• [Image point annotation data]
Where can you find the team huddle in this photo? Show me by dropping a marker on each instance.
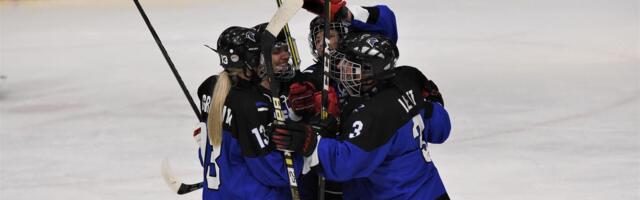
(373, 144)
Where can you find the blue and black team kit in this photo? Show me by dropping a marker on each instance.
(381, 152)
(245, 165)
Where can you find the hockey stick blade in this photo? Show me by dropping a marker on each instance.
(172, 181)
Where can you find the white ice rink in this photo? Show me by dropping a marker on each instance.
(544, 95)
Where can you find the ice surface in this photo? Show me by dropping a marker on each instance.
(543, 94)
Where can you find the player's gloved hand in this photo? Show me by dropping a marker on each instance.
(432, 93)
(301, 97)
(326, 128)
(297, 137)
(332, 101)
(339, 9)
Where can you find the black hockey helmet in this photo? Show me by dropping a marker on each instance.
(317, 25)
(363, 56)
(262, 27)
(285, 71)
(239, 48)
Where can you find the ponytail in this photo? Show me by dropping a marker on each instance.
(216, 116)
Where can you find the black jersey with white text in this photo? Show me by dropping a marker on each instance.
(382, 152)
(246, 165)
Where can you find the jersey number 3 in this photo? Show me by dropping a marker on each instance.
(418, 130)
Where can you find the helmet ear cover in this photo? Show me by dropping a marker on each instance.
(317, 26)
(239, 47)
(362, 57)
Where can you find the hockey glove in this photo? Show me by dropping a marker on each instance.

• [What this task involves] Can you repeat the data from the line containing "Where can you find the ice" through the end, changing "marker" to "pin" and keeping everything else the same?

• [Problem solution]
Where can you find the ice surface in this photo? Show me by dropping a pin on each instance.
(543, 94)
Where can you find the player's gloved hand in this photo? Show me by dropping a pin on each instance.
(432, 93)
(301, 97)
(326, 128)
(297, 137)
(332, 101)
(339, 9)
Where can you find the black hockey helmet in this photo? Show me by dropping a pin on each instance.
(317, 25)
(363, 56)
(262, 27)
(285, 71)
(239, 48)
Where can you find the ponytail in this photo? Show me by dropping a pin on each instance.
(216, 116)
Where can you find the black jersey with white text in this photo? Show me by dropping a pin on each instance.
(382, 152)
(246, 165)
Where can you find the jersey number 3 in this photo? Show me by dropping a pin on each instance.
(418, 130)
Where can you find the helmet ear cover in this photo? Show me by dropping a pin on each instance.
(317, 26)
(239, 47)
(362, 57)
Where can you find the hockey glove in this photo? Show me by dropping a pin on each instance.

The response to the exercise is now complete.